### Exercise prompt:
Reproduce every item below verbatim, leaving the pictures out of your output.

## start

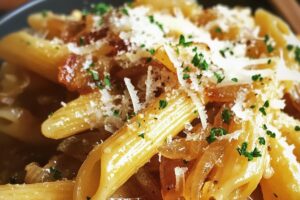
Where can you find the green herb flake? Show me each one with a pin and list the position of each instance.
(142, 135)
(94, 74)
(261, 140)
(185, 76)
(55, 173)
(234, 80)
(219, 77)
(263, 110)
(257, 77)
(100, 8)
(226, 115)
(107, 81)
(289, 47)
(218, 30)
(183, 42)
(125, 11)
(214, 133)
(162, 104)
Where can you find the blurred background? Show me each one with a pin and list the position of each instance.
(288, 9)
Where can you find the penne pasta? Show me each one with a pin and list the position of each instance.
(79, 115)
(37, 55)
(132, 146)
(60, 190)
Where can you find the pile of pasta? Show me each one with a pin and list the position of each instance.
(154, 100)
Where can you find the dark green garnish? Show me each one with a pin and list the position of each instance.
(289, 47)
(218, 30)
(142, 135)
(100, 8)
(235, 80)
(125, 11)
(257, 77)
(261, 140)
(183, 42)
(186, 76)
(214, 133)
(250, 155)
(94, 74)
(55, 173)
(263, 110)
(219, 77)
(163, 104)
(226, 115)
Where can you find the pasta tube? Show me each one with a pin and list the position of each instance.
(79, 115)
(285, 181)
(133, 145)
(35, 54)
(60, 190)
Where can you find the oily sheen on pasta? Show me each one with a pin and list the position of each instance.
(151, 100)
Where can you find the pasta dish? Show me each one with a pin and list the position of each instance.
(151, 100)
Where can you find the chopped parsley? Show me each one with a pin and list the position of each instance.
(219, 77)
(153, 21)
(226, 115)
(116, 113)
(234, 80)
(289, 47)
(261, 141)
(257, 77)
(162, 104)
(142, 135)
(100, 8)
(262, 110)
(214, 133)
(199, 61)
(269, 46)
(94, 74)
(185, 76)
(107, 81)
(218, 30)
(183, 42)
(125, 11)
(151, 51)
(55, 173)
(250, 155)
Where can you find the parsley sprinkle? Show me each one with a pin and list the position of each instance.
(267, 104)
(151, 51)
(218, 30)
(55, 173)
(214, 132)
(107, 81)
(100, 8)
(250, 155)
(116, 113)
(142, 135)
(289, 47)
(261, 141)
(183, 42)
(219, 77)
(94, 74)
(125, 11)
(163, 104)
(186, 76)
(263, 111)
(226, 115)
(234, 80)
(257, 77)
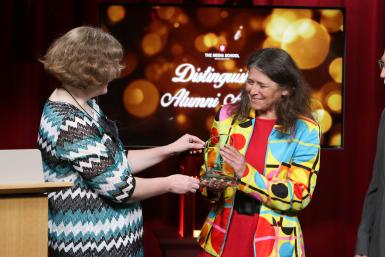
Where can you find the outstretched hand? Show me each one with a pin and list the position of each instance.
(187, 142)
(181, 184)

## end

### Result of this exercise:
Where can you find the green herb flake? Show me each one with a pin and list the position of each instance.
(142, 135)
(94, 74)
(261, 140)
(185, 76)
(55, 173)
(234, 80)
(219, 77)
(263, 110)
(257, 77)
(100, 8)
(226, 115)
(107, 81)
(289, 47)
(218, 30)
(183, 42)
(125, 11)
(214, 133)
(162, 104)
Where can you find the blurred background? Show me each one with a pin and list the position of each instance.
(288, 9)
Where can you find the penne pasta? Show me each one with a pin and list the position of each instance.
(79, 115)
(37, 55)
(132, 146)
(60, 190)
Where can you find the pile of pasta? Show me each one with a pin and list the position of each instance.
(154, 100)
Where can you find the dark green garnish? Show me each one with a pin and list the position of each instance.
(289, 47)
(218, 30)
(142, 135)
(100, 8)
(235, 80)
(125, 11)
(257, 77)
(261, 140)
(183, 42)
(186, 76)
(214, 133)
(250, 155)
(94, 74)
(55, 173)
(263, 110)
(219, 77)
(163, 104)
(226, 115)
Where can you find the pasta tube? Show me each one with a pin and list the position of each instance.
(79, 115)
(285, 181)
(133, 145)
(35, 54)
(60, 190)
Where can you find the oily sheen on pasta? Show me each one with a pin and list the position of each instance.
(151, 100)
Where can you find the pasta dish? Show me each one with a pin and list the position of each instance.
(151, 100)
Where can you find the chopped parsley? Show me each one with a pin and list the position of each instance.
(219, 77)
(153, 21)
(226, 115)
(116, 113)
(234, 80)
(289, 47)
(261, 141)
(257, 77)
(162, 104)
(142, 135)
(100, 8)
(262, 110)
(214, 133)
(199, 61)
(269, 46)
(94, 74)
(185, 76)
(107, 81)
(218, 30)
(183, 42)
(125, 11)
(151, 51)
(55, 173)
(250, 155)
Where can you find the parsley sprinkle? Show me each one with a pin and list the position of each instance.
(267, 104)
(151, 51)
(218, 30)
(55, 173)
(214, 132)
(107, 81)
(100, 8)
(250, 155)
(116, 113)
(142, 135)
(289, 47)
(261, 141)
(183, 42)
(219, 77)
(94, 74)
(125, 11)
(163, 104)
(186, 76)
(263, 111)
(226, 115)
(234, 80)
(257, 77)
Where can you find the outstretched hand? Show me each one with a pin and list the position of each instance.
(187, 142)
(181, 184)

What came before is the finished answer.